■ **Page text**
NAME | SYNOPSIS | DESCRIPTION | RETURN VALUE | VERSIONS | ATTRIBUTES | CONFORMING TO | NOTES | BUGS | EXAMPLE | SEE ALSO | COLOPHON

FMEMOPEN(3)               Linux Programmer's Manual              FMEMOPEN(3)

NAME         top

       fmemopen -  open memory as stream

SYNOPSIS         top

       #include <stdio.h>

       FILE *fmemopen(void *buf, size_t size, const char *mode);

   Feature Test Macro Requirements for glibc (see feature_test_macros(7)):

       fmemopen():
           Since glibc 2.10:
               _POSIX_C_SOURCE >= 200809L
           Before glibc 2.10:
               _GNU_SOURCE

DESCRIPTION         top

       The fmemopen() function opens a stream that permits the access
       specified by mode.  The stream allows I/O to be performed on the
       string or memory buffer pointed to by buf.

       The mode argument specifies the semantics of I/O on the stream, and
       is one of the following:

       r       The stream is opened for reading.

       w       The stream is opened for writing.

       a       Append; open the stream for writing, with the initial buffer
               position set to the first null byte.

       r+      Open the stream for reading and writing.

       w+      Open the stream for reading and writing.  The buffer contents
               are truncated (i.e., '\0' is placed in the first byte of the
               buffer).

       a+      Append; open the stream for reading and writing, with the
               initial buffer position set to the first null byte.

       The stream maintains the notion of a current position, the location
       where the next I/O operation will be performed.  The current position
       is implicitly updated by I/O operations.  It can be explicitly
       updated using fseek(3), and determined using ftell(3).  In all modes
       other than append, the initial position is set to the start of the
       buffer.  In append mode, if no null byte is found within the buffer,
       then the initial position is size+1.

       If buf is specified as NULL, then fmemopen() allocates a buffer of
       size bytes.  This is useful for an application that wants to write
       data to a temporary buffer and then read it back again.  The initial
       position is set to the start of the buffer.  The buffer is
       automatically freed when the stream is closed.  Note that the caller
       has no way to obtain a pointer to the temporary buffer allocated by
       this call (but see open_memstream(3)).

       If buf is not NULL, then it should point to a buffer of at least len
       bytes allocated by the caller.

       When a stream that has been opened for writing is flushed (fflush(3))
       or closed (fclose(3)), a null byte is written at the end of the
       buffer if there is space.  The caller should ensure that an extra
       byte is available in the buffer (and that size counts that byte) to
       allow for this.

       In a stream opened for reading, null bytes ('\0') in the buffer do
       not cause read operations to return an end-of-file indication.  A
       read from the buffer will indicate end-of-file only when the current
       buffer position advances size bytes past the start of the buffer.

       Write operations take place either at the current position (for modes
       other than append), or at the current size of the stream (for append
       modes).

■ **Exercise data**
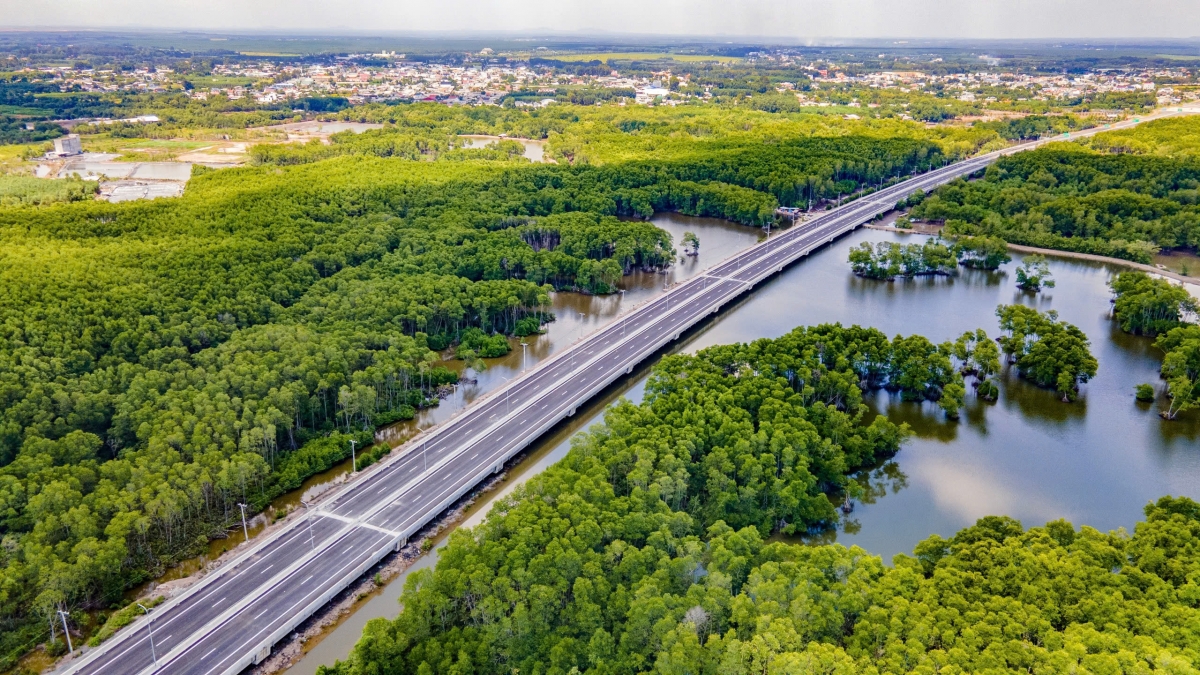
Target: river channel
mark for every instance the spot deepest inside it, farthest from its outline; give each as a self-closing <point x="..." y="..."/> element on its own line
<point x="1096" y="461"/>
---
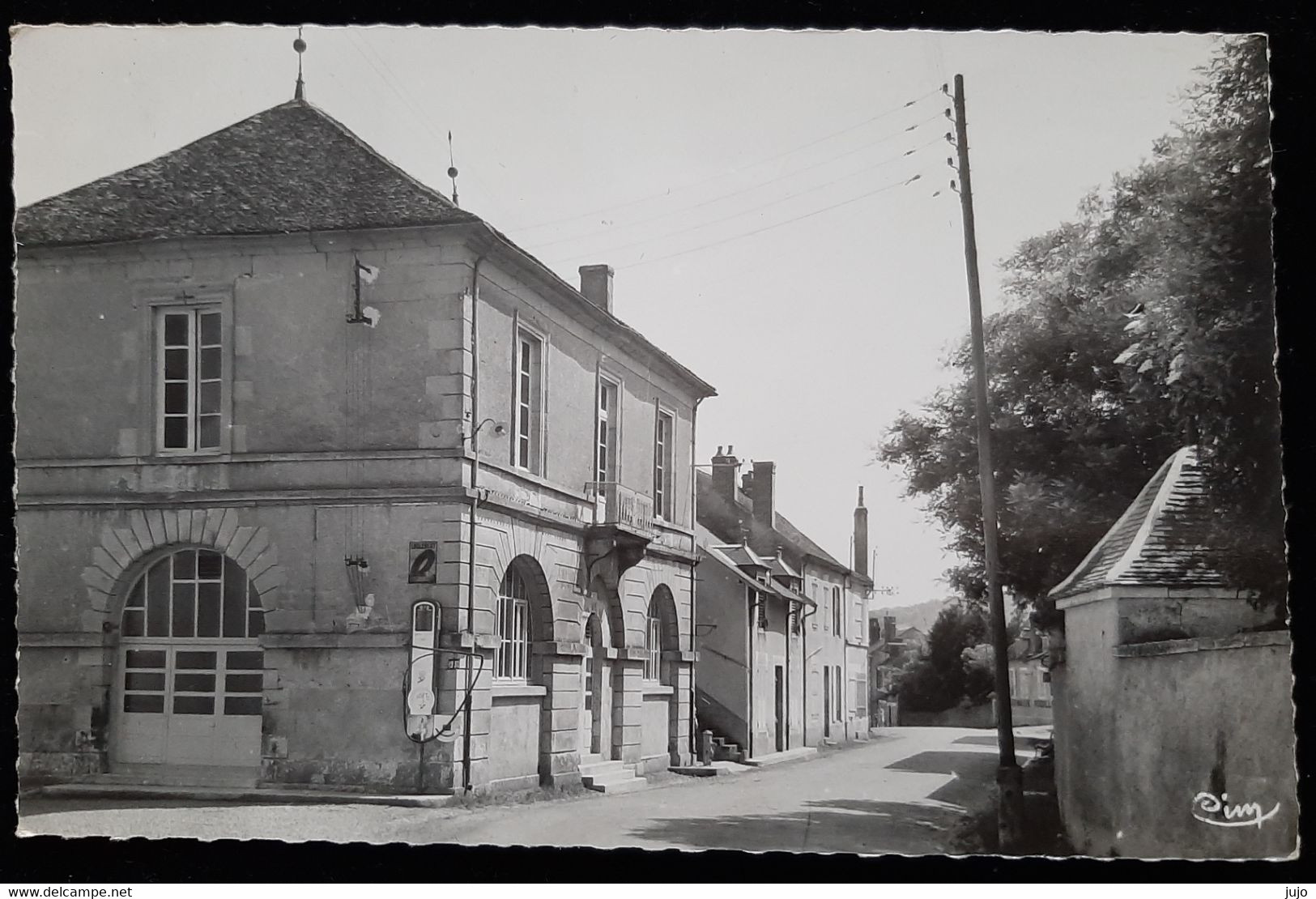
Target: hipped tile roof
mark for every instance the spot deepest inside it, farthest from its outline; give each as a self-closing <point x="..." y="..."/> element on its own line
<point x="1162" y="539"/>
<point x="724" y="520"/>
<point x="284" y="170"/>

■ **Exercise requirements**
**a)** Using the fmemopen manual page, answer these:
(i) Which header file does the synopsis include?
(ii) Which feature test macro was required before glibc 2.10?
(iii) If buf is specified as NULL, when is the buffer that fmemopen() allocates freed?
**b)** Show every line of the entries that contains the string "Target", matching case exactly.

■ **Solutions to each task**
**a)**
(i) stdio.h
(ii) _GNU_SOURCE
(iii) It is freed automatically when the stream is closed.

**b)**
Target: river channel
Target: hipped tile roof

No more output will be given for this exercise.